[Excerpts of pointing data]
=-=-=
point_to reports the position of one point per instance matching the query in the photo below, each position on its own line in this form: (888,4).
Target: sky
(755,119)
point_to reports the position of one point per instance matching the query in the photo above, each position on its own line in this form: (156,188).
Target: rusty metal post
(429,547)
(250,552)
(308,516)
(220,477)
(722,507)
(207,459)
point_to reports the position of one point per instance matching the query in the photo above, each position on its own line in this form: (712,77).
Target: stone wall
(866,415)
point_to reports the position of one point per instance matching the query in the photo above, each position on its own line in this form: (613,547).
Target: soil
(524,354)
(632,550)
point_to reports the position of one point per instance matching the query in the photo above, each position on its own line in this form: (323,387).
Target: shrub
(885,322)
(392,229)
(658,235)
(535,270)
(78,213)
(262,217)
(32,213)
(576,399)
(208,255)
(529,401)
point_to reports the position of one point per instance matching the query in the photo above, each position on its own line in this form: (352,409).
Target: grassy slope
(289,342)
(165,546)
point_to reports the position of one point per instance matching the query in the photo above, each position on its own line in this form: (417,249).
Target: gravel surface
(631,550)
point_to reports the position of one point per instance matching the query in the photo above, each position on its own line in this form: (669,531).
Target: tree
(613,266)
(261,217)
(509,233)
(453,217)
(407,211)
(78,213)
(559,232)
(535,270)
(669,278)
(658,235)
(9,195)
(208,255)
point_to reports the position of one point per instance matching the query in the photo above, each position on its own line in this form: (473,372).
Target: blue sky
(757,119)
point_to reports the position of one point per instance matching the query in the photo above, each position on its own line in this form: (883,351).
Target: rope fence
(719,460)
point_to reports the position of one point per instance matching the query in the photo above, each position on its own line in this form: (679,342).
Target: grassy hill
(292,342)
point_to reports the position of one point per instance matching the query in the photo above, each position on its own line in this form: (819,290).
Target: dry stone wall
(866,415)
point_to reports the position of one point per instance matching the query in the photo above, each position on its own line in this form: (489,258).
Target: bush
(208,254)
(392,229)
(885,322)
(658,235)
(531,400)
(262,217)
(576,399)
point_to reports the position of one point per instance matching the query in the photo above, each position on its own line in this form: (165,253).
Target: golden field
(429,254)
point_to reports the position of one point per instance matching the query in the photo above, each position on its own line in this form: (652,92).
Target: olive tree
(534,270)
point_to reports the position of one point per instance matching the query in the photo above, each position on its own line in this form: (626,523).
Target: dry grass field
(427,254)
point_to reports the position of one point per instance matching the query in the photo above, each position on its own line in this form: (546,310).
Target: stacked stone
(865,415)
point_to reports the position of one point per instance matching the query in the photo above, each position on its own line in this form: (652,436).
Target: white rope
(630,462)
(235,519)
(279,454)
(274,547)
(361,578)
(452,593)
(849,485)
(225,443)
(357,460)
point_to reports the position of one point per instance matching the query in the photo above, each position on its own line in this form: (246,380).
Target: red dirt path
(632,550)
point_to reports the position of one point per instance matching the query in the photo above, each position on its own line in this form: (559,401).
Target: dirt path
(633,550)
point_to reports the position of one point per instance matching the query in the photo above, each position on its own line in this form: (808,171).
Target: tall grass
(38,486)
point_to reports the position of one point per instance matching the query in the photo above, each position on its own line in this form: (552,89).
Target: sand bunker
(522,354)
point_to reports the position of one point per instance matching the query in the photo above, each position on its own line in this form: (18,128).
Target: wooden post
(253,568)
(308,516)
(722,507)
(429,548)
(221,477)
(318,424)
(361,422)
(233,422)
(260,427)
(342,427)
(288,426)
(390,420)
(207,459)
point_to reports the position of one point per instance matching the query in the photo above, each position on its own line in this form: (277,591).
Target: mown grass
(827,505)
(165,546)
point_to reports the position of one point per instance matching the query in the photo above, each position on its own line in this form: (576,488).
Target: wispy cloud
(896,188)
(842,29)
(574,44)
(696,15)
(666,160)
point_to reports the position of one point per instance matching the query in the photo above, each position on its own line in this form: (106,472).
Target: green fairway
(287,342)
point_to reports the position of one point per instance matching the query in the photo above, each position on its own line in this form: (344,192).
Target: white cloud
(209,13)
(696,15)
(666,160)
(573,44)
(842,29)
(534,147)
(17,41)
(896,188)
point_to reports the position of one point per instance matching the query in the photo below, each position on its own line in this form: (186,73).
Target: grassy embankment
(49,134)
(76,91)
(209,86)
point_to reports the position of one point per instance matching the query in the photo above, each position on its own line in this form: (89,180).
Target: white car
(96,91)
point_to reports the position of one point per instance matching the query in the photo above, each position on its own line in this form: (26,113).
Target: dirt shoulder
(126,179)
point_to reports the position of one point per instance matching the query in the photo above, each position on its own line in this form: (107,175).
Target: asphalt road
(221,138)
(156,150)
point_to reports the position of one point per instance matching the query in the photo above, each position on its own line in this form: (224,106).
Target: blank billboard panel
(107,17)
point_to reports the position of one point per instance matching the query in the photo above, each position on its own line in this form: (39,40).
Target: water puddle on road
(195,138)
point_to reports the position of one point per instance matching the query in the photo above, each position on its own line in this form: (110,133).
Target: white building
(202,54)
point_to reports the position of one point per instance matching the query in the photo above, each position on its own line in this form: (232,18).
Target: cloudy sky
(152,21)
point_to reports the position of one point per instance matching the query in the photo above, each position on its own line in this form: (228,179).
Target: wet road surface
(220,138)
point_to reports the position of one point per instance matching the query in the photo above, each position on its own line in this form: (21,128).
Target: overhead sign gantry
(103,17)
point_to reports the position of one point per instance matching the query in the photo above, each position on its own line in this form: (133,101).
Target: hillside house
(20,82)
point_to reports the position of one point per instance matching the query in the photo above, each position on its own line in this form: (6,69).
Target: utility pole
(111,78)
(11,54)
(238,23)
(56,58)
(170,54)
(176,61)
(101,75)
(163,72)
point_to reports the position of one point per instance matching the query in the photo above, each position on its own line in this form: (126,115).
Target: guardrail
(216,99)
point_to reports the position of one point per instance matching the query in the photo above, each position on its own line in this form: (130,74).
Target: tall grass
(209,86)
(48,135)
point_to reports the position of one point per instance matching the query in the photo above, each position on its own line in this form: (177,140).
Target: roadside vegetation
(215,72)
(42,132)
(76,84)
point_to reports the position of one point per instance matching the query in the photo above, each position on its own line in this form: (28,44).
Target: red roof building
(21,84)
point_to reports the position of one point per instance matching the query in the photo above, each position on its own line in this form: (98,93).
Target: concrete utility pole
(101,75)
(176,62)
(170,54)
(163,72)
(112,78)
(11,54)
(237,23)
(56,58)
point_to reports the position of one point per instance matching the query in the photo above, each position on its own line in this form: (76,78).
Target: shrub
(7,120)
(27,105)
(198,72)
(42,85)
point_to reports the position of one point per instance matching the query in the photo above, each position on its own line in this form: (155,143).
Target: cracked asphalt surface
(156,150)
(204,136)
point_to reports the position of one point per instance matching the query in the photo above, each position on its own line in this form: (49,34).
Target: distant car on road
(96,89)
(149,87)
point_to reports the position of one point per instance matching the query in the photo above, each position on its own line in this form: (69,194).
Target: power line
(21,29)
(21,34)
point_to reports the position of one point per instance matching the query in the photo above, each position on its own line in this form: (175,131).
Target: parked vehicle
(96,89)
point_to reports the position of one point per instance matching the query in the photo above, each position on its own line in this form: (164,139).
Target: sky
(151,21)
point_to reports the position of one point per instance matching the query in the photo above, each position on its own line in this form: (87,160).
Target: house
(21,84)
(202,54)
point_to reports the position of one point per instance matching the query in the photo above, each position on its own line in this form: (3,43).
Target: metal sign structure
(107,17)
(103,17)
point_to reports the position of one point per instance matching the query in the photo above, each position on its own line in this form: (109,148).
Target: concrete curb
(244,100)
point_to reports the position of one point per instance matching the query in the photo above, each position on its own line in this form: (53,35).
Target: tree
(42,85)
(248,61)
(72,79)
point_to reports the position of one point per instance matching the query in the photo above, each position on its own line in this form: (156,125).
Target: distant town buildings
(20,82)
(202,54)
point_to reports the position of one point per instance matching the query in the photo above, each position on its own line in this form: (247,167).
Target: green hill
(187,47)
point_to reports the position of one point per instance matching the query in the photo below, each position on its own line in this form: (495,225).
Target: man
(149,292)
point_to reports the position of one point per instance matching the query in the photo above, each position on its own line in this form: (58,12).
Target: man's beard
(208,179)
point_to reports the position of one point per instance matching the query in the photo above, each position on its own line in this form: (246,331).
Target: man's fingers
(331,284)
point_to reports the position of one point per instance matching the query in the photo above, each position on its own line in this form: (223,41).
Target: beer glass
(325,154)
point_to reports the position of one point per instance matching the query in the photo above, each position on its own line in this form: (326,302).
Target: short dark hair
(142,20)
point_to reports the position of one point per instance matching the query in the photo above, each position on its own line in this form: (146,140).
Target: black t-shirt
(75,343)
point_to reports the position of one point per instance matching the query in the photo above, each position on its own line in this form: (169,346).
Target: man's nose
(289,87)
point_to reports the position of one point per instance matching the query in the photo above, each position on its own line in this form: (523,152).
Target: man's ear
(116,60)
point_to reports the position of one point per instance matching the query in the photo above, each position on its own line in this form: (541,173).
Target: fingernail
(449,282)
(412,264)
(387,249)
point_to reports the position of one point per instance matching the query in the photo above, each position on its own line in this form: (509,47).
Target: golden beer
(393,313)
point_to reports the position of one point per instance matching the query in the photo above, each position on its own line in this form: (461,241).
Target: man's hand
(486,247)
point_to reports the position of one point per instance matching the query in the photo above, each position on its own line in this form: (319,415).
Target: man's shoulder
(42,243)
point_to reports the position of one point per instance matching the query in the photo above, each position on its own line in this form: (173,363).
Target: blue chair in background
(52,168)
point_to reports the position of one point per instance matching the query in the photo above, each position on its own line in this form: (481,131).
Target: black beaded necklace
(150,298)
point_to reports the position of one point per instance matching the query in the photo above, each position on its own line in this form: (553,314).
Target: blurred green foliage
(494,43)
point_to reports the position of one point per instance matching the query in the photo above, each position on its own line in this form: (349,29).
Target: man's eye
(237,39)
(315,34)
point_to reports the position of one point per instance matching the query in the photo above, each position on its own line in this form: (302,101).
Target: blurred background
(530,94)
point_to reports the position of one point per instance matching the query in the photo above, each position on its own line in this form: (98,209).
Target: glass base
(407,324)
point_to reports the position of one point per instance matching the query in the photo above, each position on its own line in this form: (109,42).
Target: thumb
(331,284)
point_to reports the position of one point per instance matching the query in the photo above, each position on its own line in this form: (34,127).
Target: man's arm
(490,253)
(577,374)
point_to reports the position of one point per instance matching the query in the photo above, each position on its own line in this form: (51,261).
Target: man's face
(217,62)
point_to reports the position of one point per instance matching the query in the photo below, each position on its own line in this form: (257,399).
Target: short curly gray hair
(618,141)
=-=-=
▸ **Instructions to follow**
Reproduce the lines from the one containing "this form: (349,29)." to the end of the entries, keeping both ends and adding nothing.

▸ **Correct result**
point_to reports the position of one point per instance matching the query in the photo above, each position on its own line in this form: (349,29).
Target: man's eye
(237,39)
(315,34)
point_to reports the position of one point per instance matching the query in the photo above, each position on its own line in this form: (302,101).
Target: blurred background
(530,94)
point_to reports the position of one point per instance matching the query in the photo above, each position on its own line in this form: (98,209).
Target: glass base
(407,324)
point_to reports the position of one point per instance matching the query in the photo above, each position on its own line in this form: (109,42).
Target: thumb
(331,284)
point_to reports the position of one point per instance matching the query in the photo above, each position on its own line in this form: (34,127).
Target: man's arm
(490,253)
(577,374)
point_to reports the position of one point per instance matching the query in the photo above, each position on its own line in this form: (51,261).
Target: man's face
(217,62)
point_to reports the position of one point per instance matching the query in the photo below, each position on its own line in this form: (257,399).
Target: short curly gray hair
(618,141)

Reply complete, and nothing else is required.